▸ **Pagina**:
..........

Ciò che importa è notare quando, grazie a un lavoro di Coaching e Counseling, alcuni meccanismi di funzionamento del soggetto si sono rimessi in moto, ed è in atto un percorso di ricerca, di esplorazione di nuove possibilità di vita, una ricerca che ha una sua direzionalità positiva.

La presa di coscienza di nuove aree di crescita personale e organizzativa, legate a competenze mai prima prese in considerazione, è uno dei fattori che permette lo sviluppo, la crescita personale, il viaggio verso il benessere, la libertà.

Quando le azioni di formazione, di coaching e counseling iniziano a prendere piede, si nota anche un riverbero (osmosi positiva) tra aumento di micro-competenze apprese su vari livelli. In altre parole, un lavoro sul corpo porta spesso ad un benessere collaterale sulle emozioni. E un lavoro sulle emozioni o sulle scelte di vita può ridare energie al corpo o cambiare e migliorare il sonno. Nel corpo, nella respirazione, o nelle relazioni umane, come la gestione di incontri e riunioni, tutto è collegato.

..........

▸ **Consegne**:
a. Elenca ciò che, secondo il testo sul coaching e counseling, la presa di coscienza di nuove aree di crescita personale e organizzativa permette.
b. Prosegui il testo sul coaching e counseling dopo la sua ultima frase.

Dati raccolti:
..........

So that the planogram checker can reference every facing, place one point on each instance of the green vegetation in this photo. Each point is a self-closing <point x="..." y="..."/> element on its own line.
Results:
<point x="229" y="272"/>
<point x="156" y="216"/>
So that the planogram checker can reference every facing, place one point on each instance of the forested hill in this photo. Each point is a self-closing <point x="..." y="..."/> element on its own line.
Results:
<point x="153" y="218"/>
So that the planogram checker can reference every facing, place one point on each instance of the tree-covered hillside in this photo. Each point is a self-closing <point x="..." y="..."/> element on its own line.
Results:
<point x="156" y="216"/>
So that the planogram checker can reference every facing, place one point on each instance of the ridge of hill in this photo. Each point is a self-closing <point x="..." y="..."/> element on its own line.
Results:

..........

▸ **Risposte**:
a. Lo sviluppo, la crescita personale, il viaggio verso il benessere, la libertà.

b.
La sensazione di avere un orizzonte temporale nuovo, non più rigidamente legato a abitudini vecchie e obsolete, offre un senso di “movimento” interno che si può trasformare anche in movimento esterno, fino al camminare, correre o viaggiare.

Tutti questi dati vengono da descrizioni soggettive, sensazioni interne, ed è esattamente questo il livello che ci interessa in questo momento: quanto una persona senta o meno voglia di viverespirito vitale, slancio, quanto pensa di poter far fronte a sfide o stress, quanta voglia di fare e di esistere ha in circolo o si senta invece finito, annientato, bruciato, spento, svuotato.

Per realizzare una consulenza alla persona, al team o all’organizzazione, è indispensabile individuare i vettori su cui lavorare.

Bisogna scoprire come guardare in modo da riuscire a vedere tutte le cose che accadono all’esterno e all’interno di noi come un processo unitario, un movimento totale.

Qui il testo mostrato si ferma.